• _To be done_: Update the entries below by replacing each occurrence of "target class" with "object category" and keeping every other part of the lines unchanged.
* Begin Given data *
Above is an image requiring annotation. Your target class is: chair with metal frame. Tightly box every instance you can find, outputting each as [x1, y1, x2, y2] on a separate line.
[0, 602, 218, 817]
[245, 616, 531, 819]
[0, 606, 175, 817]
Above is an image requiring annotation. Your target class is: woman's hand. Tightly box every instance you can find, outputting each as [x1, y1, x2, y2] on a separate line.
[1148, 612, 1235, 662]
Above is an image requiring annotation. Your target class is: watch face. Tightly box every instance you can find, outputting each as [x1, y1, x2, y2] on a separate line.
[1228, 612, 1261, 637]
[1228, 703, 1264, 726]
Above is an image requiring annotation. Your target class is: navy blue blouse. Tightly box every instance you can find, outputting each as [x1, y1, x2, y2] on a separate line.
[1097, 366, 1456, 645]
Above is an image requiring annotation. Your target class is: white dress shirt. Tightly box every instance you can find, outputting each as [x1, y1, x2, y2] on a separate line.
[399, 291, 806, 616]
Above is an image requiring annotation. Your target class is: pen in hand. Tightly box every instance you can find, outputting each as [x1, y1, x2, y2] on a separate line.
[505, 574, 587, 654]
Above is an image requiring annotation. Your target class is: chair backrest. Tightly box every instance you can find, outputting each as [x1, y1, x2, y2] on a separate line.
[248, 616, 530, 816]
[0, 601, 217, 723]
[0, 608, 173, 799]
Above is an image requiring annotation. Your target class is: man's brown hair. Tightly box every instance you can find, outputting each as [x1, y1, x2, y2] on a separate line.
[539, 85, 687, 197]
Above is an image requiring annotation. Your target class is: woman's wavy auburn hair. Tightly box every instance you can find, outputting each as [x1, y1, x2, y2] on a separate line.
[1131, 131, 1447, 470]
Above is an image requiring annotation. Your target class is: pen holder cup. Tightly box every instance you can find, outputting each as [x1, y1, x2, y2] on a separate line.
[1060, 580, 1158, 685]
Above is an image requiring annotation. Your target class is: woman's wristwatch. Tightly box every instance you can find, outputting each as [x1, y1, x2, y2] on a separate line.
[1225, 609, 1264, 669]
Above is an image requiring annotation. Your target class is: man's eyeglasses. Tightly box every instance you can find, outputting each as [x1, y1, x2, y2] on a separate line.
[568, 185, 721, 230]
* End Given data *
• _Expected answer_:
Above is an image requiring annotation. Your object category is: chair with metal frame. Tightly box every instance you can find, outputting each as [x1, y1, x2, y2] on a separate line.
[0, 602, 218, 817]
[245, 616, 531, 819]
[0, 606, 175, 817]
Above is an image requiring annotation. Your object category is: woman's hand. Tightly box every instance you can find, outputting each as [x1, y1, x2, y2] on a separate line.
[1148, 612, 1235, 662]
Above is an image requiring annotation. Your object category is: watch face. Tightly box every instance you can find, outputting each as [x1, y1, x2, y2] on a separate line.
[1228, 612, 1261, 637]
[1228, 703, 1264, 726]
Above is an image requiring annotation. Your object category is: navy blue blouse. Tightly box every instance you can find, outputting each as [x1, y1, x2, y2] on a separate line.
[1097, 366, 1456, 645]
Above is an image requiring annotation. Your object category is: white dress shirt. Tightly box every instance you can find, outputting each as [x1, y1, x2, y2] on a separate line.
[399, 291, 806, 616]
Above is an image requiring annotation. Your object category is: pen in hand. Tightly box every instance you can find, outputting each as [x1, y1, x2, y2] on a separate line.
[505, 574, 587, 654]
Above is an image requiring annotation. Your object category is: chair backrest. Tightly box every instance you can find, outputting each as [x1, y1, x2, y2] on a separate line.
[248, 616, 530, 816]
[0, 601, 217, 723]
[0, 608, 173, 799]
Above is an image requiring annotation. Your object category is: man's brown hair. Tightly box every instance you can find, outputting each as [x1, y1, x2, y2] on a separate line.
[539, 85, 687, 197]
Above is an image requiring annotation. Your object category is: woman's wavy auburn hair. Tightly box every instance you can find, outputting each as [x1, y1, x2, y2] on a separate line.
[1131, 131, 1447, 470]
Above is an image requiring annotation. Your object category is: pen holder cup. Tightly box every instance you can find, outputting each as [x1, y1, x2, y2] on a separate line.
[1060, 580, 1158, 685]
Above is an image requiring annotation. Your object category is: woman's wristwatch. Tightly box every instance you can find, outputting each as [x1, y1, x2, y2] on a separate line.
[1225, 609, 1264, 669]
Above is an image requiring annotation. Your object category is: man's eyeglasses. Tightly box every instance you can find, outputting each as [x1, y1, x2, y2] on a separate line.
[568, 185, 721, 230]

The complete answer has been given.